▶ [ЗАДАНИЕ] Пожалуйста, отредактируйте текст о базисных оппозициях классики: приведите всё от слов "Именно это обстоятельство" и дальше вниз до слов "теоретического и т.д.", заменив "иерархии" на "пирамиды".

▶ [ФРАГМЕНТ ДОКУМЕНТА]

Именно это обстоятельство произвело на свет все базисные оппозиции классики: естественное/искусственное, опосредованное/непосредственное, эмпирическое/теоретическое, мнение/знание и т.д. Оно же предопределило истолкование всей сферы знания и культуры в целом как иерархии, базирующейся на едином основании или выведенной из него. И именно здесь всплыла бы сфера повседневности как место максимального потенциального обитания достоверного знания или максимальной удаленности от него в противовес науке или философии. Но и сама тема была бы сведена к проблематике соотношения чувственного и рационального, образа и понятия, эмпирического и теоретического и т.д.

В данном случае неважно, трактовалась бы сфера повседневности как нечто предельно примитивное, упрощенное, неясное, неотчетливое или имела бы место инверсия, столь характерная для классики. Примером могла бы служить похвала так называемому "здравому смыслу". Важно, что любой исследователь, берущий на вооружение сеть данных различений и оппозиций, автоматически попадал бы в жесткие рамки определенного видения любой проблематики. Он был бы обречен видеть все объекты изучения только в свете истинного или ложного, передового или отсталого, неразвитого или прогрессивного, низшего или высшего. В методологического плане его всегда подстерегал бы соблазн редукции, уничтожающей автономию и специфичность любого объекта. В плане мировоззренческом исследователя всегда подстерегал бы соблазн делить области социальной и культурной жизни на низшие и высшие, имеющие или не имеющие право на существование, выражающие подлинность человеческого бытия или искажающие, скрывающие или мистифицирующие ее.

Данные для указания объектов по описанию:
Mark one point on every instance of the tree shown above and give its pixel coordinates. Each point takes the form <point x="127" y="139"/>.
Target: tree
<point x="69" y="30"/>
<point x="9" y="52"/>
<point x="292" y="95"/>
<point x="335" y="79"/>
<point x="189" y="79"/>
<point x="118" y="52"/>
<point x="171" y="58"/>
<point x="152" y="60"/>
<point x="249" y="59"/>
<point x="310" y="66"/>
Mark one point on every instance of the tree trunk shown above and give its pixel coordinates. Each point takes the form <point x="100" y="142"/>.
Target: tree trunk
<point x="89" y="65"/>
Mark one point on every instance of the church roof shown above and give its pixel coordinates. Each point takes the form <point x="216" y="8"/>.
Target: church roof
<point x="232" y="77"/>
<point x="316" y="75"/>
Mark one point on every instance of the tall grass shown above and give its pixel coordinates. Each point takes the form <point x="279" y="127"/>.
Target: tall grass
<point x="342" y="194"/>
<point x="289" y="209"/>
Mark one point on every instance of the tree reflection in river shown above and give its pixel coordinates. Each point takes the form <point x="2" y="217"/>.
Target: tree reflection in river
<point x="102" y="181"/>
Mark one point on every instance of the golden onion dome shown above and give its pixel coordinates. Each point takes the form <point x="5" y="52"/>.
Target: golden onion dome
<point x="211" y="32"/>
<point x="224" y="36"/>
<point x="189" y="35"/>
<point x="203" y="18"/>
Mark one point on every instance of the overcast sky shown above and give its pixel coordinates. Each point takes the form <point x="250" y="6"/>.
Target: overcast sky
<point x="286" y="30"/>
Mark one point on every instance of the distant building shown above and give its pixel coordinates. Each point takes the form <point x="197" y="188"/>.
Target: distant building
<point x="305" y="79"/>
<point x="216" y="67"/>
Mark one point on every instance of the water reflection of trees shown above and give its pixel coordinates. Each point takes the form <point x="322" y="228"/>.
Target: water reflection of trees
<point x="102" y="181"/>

▶ [РЕЗУЛЬТАТ]
Именно это обстоятельство произвело на свет все базисные оппозиции классики: естественное/искусственное, опосредованное/непосредственное, эмпирическое/теоретическое, мнение/знание и т.д. Оно же предопределило истолкование всей сферы знания и культуры в целом как пирамиды, базирующейся на едином основании или выведенной из него. И именно здесь всплыла бы сфера повседневности как место максимального потенциального обитания достоверного знания или максимальной удаленности от него в противовес науке или философии. Но и сама тема была бы сведена к проблематике соотношения чувственного и рационального, образа и понятия, эмпирического и теоретического и т.д.